§ **SOURCE TEXT**:
==================================================

8-K 1 s116751_8k.htm FORM 8-K

 

UNITED STATES

SECURITIES AND EXCHANGE COMMISSION 

WASHINGTON, D.C. 20549

 

FORM 8-K

 

CURRENT REPORT

 

Pursuant to Section 13 or 15(d) of the Securities Exchange Act of 1934

 

Date of Report (date of earliest event reported): March 12, 2019

 

CELSIUS HOLDINGS, INC. 

(Exact name of registrant as specified in charter)

 

Nevada

(State or other jurisdiction of incorporation)

 

000-55663   20-2745790
 (Commission File Number)   (IRS Employer Identification No.)

 

2424 N. Federal Highway, Suite 208, Boca Raton, Florida 33431 

 (Address of principal executive offices and zip code)

 

(561) 276-2239
(Registrant’s telephone number including area code)
 
Former Name or Former Address (If Changed Since Last Report)

 

Check the appropriate box below if the Form 8-K filing is intended to simultaneously satisfy the filing obligation of registrant under any of the following provisions:

 

  Written communications pursuant to Rule 425 under the Securities Act (17 CFR 230.425)

 

  Soliciting material pursuant to Rule 14a-12(b) under the Exchange Act (17 CFR 240.14a-12)

 

  Pre-commencement communications pursuant to Rule 14d-2(b) under the Exchange Act (17 CFR 240.14d-2(b))

 

  Pre-commencement communications pursuant to Rule 13e-4(c) under the Exchange Act (17 CFR 240.13e-4(c))

 

Indicate by check mark whether the registrant is an emerging growth company as defined in Rule 405 of the Securities Act of 1933 (§230.405 of this chapter) or Rule 12b-2 of the Securities Exchange Act of 1934 (§240.12b-2 of this chapter). Emerging growth company ☐

 

If an emerging growth company, indicate by check mark if the registrant has elected not to use the extended transition period for complying with any new or revised financial accounting standards provided pursuant to Section 13(a) of the Exchange Act. ☐

 

 

 

  

When used in this Current Report on Form 8-K, unless otherwise indicated, the terms “the Company,” “Celsius,” “we,” “us” and “our” refer to Celsius Holdings, Inc. and its subsidiaries.

 

Item 7.01 Regulation FD Disclosure.

 

(a)Participation in ROTH Conference

 

On March 12, 2019, Celsius issued a press release announcing that John Fieldly, our Chief Executive Officer, and Edwin Negron-Carballo, our Chief Financial Officer, will conduct one-on-one meetings at the 31st Annual Roth Conference on Monday, March 18 and Tuesday, March 19, 2019 in Orange County, California.

 

A copy of the press release is included as Exhibit 99.1 to this report.

 

(b)Investor Presentation

 

On March 14, 2019, Celsius posted an investor presentation to its website and it is available in the Financial Information section of the Company’s website at https://www.celsiusholdingsinc.com/.

==================================================

§ **OBJECTIVE A**:
Count the lines of the listing that contain the word "ring", and give only the number.

==================================================

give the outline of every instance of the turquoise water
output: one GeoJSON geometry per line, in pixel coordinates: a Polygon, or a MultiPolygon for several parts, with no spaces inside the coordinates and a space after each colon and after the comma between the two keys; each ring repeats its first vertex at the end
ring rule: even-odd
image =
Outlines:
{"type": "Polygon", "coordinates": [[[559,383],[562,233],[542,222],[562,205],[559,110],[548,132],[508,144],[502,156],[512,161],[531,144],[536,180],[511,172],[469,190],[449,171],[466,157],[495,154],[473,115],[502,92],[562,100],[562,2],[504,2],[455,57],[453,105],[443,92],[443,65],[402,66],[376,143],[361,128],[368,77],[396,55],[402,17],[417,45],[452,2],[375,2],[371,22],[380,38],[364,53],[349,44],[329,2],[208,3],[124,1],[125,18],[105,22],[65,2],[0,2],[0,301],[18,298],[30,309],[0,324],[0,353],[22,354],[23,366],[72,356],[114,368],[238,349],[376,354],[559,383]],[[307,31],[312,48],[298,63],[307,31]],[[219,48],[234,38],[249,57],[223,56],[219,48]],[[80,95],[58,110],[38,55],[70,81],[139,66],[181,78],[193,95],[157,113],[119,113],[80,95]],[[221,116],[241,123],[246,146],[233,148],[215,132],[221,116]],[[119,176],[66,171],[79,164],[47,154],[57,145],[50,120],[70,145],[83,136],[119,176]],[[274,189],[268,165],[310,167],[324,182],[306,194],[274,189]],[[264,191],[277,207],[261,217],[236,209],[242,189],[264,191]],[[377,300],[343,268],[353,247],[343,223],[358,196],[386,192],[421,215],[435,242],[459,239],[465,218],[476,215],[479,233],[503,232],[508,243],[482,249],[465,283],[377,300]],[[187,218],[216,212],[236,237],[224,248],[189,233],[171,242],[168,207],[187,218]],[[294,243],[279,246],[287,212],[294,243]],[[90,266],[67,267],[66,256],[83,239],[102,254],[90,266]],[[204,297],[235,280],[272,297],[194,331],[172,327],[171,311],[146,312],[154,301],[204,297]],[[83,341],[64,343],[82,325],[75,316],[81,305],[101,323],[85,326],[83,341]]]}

==================================================

§ **OBJECTIVE B**:
Continue the Celsius Holdings Form 8-K filing from its last sentence.

§ **EXPECTED ANSWER A**:
2

§ **EXPECTED ANSWER B**:
 

The Company intends to use the presentation in upcoming investor conferences including the aforementioned Roth Conference. The furnishing of the information in this report is not intended to, and does not, constitute a determination by the Company that the information in this report is material or complete, or that investors should consider this information before making an investment decision with respect to any security of the Company. The information in the materials is presented as of March 14, 2019, and the Company does not assume any obligation to update such information in the future.

 

A copy of the investor presentation is included as Exhibit 99.2 to this report.

 

In accordance with General Instruction B.2 of Form 8-K, the information furnished pursuant to this Item 7.01, and including Exhibit 99.1 furnished herewith, shall not be deemed “filed” for purposes of Section 18 of the Securities Exchange Act of 1934, as amended (the “Exchange Act”), nor shall it be deemed incorporated by reference in any filing under the Securities Act of 1933, as amended or the Exchange Act, except as shall be expressly set forth by specific reference in such a filing.

 

Item 9.01 Financial Statements and Exhibits.

 

  (d) Exhibits

 

Exhibit No   Description
     

99.1

 

99.2 

 

 Press Release dated March 12, 2019

 

Celsius Holdings Inc. Investor Presentation dated March 14, 2019

 

SIGNATURE

 

Pursuant to the requirements of the Securities Exchange Act of 1934, the registrant has duly caused this report to be signed on its behalf by the undersigned hereunto duly authorized.

 

   CELSIUS HOLDINGS, INC.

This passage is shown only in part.